Exercise aim:
Restate word for word the run of lines that begins at the one containing "Please put a dot on every instance of the white" and ends at the last line of the listing.

Record extracts:
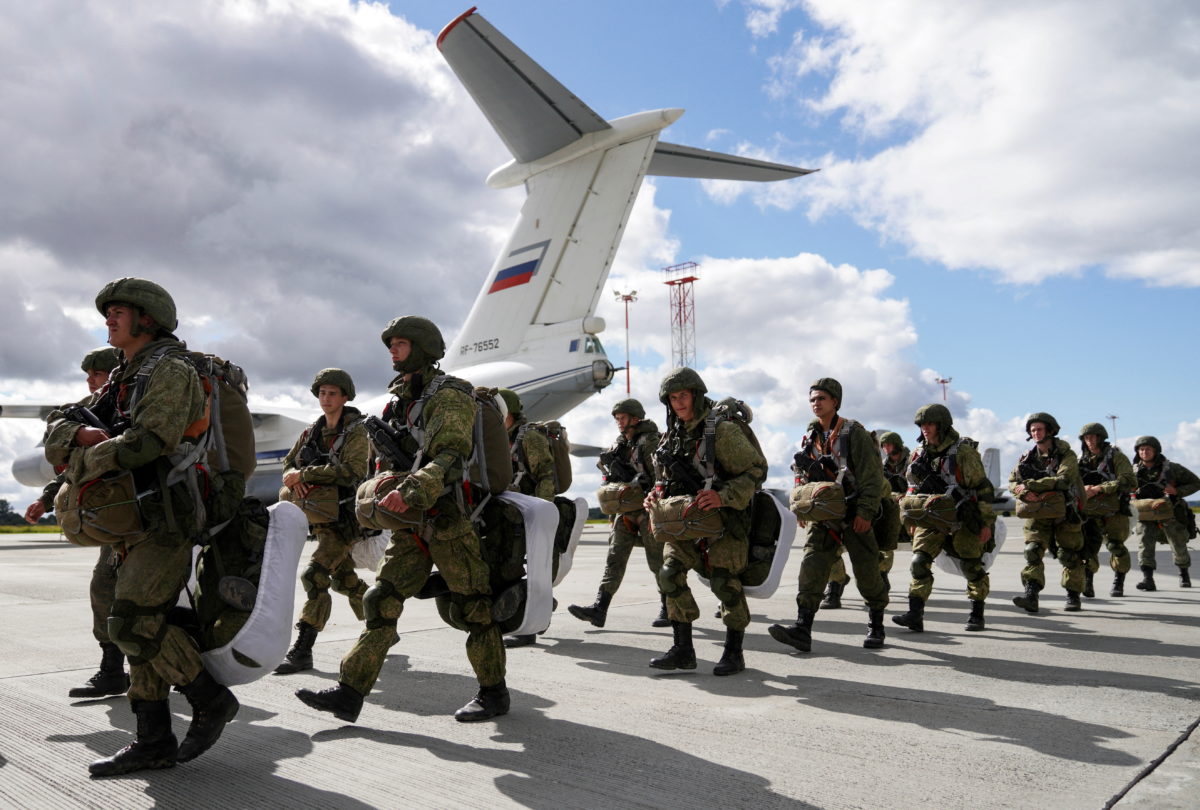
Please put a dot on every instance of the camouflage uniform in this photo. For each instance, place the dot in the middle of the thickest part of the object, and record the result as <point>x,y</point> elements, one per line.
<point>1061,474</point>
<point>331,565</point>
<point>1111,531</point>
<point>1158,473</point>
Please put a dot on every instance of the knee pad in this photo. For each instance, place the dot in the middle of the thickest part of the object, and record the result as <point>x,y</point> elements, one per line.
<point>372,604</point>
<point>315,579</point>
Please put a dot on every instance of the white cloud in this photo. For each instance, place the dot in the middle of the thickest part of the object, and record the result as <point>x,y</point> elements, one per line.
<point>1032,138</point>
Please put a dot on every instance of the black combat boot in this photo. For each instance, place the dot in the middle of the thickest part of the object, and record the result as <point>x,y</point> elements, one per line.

Answer to this exercise:
Please put a dot on every instance of the white cloud in this photo. For each instance, place the dot in the middle of the thickest part of the object, and record the result as <point>x,y</point> elements, one per line.
<point>1032,138</point>
Please put a dot on every instance of the black combat boot in this photo. For each instance, place the dot in the middle of the thickest part of the object, and record the result as <point>x,y</point> elements, one per line.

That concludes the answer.